◆ Dataset excerpts:
★ ★ ★ ★

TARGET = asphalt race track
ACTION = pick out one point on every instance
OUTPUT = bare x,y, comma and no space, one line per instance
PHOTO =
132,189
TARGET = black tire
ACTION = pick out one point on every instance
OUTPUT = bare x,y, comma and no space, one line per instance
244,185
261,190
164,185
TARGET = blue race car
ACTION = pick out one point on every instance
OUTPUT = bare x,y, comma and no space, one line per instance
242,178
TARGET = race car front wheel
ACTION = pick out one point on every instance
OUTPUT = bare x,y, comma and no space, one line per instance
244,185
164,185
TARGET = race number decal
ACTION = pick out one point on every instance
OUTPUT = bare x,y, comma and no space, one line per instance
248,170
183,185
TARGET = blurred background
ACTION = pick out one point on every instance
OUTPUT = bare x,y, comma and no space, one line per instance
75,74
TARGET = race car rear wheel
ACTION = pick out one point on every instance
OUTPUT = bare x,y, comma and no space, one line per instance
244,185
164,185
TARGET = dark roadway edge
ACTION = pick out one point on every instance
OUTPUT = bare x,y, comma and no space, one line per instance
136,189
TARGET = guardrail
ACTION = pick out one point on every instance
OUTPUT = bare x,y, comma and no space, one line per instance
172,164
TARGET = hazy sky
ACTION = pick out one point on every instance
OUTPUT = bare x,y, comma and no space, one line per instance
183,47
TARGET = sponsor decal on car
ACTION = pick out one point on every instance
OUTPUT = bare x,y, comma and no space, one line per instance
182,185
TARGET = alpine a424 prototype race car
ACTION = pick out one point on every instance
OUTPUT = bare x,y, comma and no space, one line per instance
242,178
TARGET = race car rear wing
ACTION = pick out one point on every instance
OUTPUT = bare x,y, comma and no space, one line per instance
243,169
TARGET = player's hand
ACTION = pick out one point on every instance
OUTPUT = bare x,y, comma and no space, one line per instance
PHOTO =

★ ★ ★ ★

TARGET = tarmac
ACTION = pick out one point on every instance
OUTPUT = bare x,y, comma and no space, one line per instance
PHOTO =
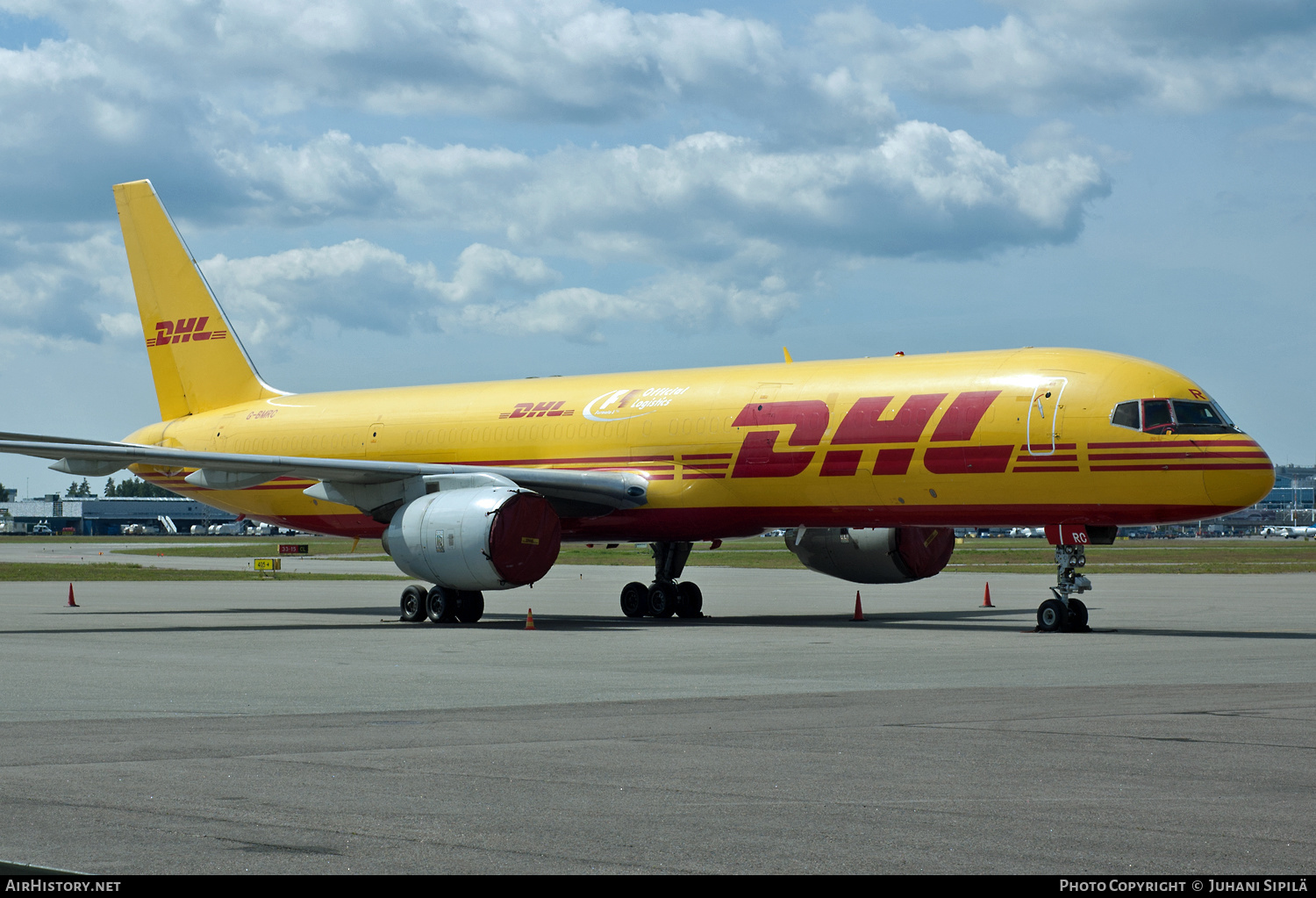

★ ★ ★ ★

Collect every line in the data above that contains the string "decal", copying each one in full.

◆ Exercise output:
TARGET = race number decal
TARGET = sponsor decal on car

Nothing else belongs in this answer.